» Records for this task
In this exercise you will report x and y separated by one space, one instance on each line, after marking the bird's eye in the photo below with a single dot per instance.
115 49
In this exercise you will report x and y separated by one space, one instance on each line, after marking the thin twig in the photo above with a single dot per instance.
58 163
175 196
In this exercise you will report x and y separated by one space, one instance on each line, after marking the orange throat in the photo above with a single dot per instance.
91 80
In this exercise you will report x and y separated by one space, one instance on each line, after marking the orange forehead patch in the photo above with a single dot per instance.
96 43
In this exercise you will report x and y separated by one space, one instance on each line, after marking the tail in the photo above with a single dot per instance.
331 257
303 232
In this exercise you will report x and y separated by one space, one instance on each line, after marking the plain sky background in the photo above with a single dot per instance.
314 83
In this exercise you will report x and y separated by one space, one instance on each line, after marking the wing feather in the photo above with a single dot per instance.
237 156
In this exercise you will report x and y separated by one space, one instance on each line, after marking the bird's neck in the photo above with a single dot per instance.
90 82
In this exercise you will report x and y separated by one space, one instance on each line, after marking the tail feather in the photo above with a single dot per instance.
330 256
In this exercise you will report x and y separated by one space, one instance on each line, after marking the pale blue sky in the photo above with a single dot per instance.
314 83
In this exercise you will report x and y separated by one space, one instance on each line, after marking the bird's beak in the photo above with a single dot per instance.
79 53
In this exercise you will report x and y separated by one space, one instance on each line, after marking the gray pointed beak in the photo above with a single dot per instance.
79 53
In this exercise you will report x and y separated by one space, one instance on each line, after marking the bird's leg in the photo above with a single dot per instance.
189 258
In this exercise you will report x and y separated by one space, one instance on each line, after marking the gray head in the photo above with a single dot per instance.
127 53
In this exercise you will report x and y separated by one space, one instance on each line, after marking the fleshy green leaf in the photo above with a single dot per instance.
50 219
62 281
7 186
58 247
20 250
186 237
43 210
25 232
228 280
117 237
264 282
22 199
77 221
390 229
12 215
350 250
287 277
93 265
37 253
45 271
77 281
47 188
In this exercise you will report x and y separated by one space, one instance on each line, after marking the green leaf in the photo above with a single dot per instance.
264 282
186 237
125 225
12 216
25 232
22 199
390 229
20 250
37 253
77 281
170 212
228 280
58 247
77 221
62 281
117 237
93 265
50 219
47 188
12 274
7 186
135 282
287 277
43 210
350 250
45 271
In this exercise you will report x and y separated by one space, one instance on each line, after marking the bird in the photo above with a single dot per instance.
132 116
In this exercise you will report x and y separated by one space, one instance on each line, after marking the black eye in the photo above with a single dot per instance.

» To be done
Return the listing above word for word.

» Final answer
In this exercise you will report x and y separated by one space, one instance on each line, after marking the bird's eye in the photo below with a single dot per instance.
115 49
In this exercise you will report x and y separated by one space, one instance on each line, after marking the thin twig in the photo above with a single dot per instance.
58 163
175 196
In this exercise you will report x and y separated by one space, one instance on each line, after marking the orange throat in the photo above with a single dot per instance.
91 80
In this exercise you will report x and y separated by one space, one instance on each line, after marking the orange forehead patch in the photo above with a single dot per instance.
96 43
In this exercise you will report x and y separated by one space, one instance on each line, after marking the tail in the photo above with a single dot per instance.
331 257
303 232
In this exercise you will report x and y separated by one space, one instance on each line, after marking the plain sky background in the photo above with a single dot per instance.
314 83
In this exercise you will report x and y separated by one space, one instance on each line, after marking the wing feather in the photo above with a single dot per instance.
237 156
In this exercise you will report x and y separated by one space, one instance on each line, after marking the bird's neck in the photo above with a single dot per instance.
90 82
In this exercise you will report x and y separated by one space, one instance on each line, after marking the tail feather in the photo above with a single dot per instance.
330 256
In this exercise you will report x and y separated by one space, one instance on each line, after marking the pale blue sky in the photo above with a single dot per instance.
314 83
In this exercise you will report x and y separated by one space, one instance on each line, after marking the bird's beak in the photo above with a single dot per instance.
79 53
In this exercise you will report x and y separated by one space, one instance on each line, after marking the gray pointed beak in the photo above with a single dot per instance.
79 53
In this exercise you will report x and y separated by one space, one instance on each line, after marking the bird's leg in the photo above with a single dot per instance.
189 258
In this exercise you will report x and y separated by one space, one instance on each line, after marking the gray head in the photo above with a single dot per instance.
127 53
In this exercise you will report x and y separated by one space, one instance on each line, after marking the fleshy green leaf in the photo above with a single dot per instance.
50 219
62 281
7 186
58 247
20 250
186 237
43 210
25 232
228 280
117 237
264 282
22 199
77 221
390 229
12 215
350 250
287 277
93 265
37 253
45 271
77 281
47 188
In this exercise you will report x and y separated by one space, one instance on each line, after marking the green leaf in the photo above with a single dot per instance.
264 282
186 237
125 225
12 216
25 232
22 199
390 229
20 250
37 253
77 281
170 212
228 280
58 247
77 221
62 281
117 237
93 265
50 219
47 188
12 274
7 186
135 282
287 277
43 210
350 250
45 271
In this exercise you will report x and y separated by one space, one instance on each line, after marking the bird in the photo above with a single dot per instance.
132 116
In this exercise you will report x and y separated by one space, one instance on each line, after marking the black eye in the photo above with a single dot per instance.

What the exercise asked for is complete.